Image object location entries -

..........

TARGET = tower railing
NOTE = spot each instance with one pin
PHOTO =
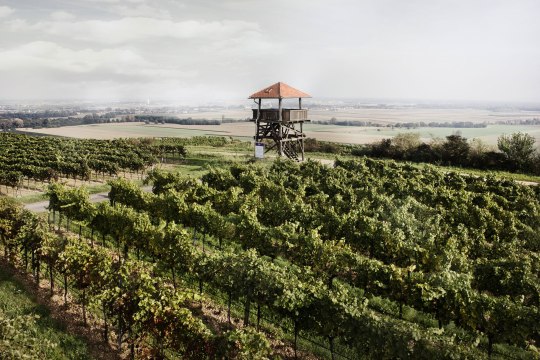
(286, 114)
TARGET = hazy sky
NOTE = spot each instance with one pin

..........

WRITTEN INSTRUCTION -
Rewrite all of the items above as a numbered list with one line per entry, skipping blank lines and leaving out the pictures.

RESPONSE -
1. TARGET = tower railing
2. NOTE = spot each instance with one pin
3. PHOTO =
4. (286, 114)
5. TARGET = hazy sky
6. NOTE = spot each instance with one pin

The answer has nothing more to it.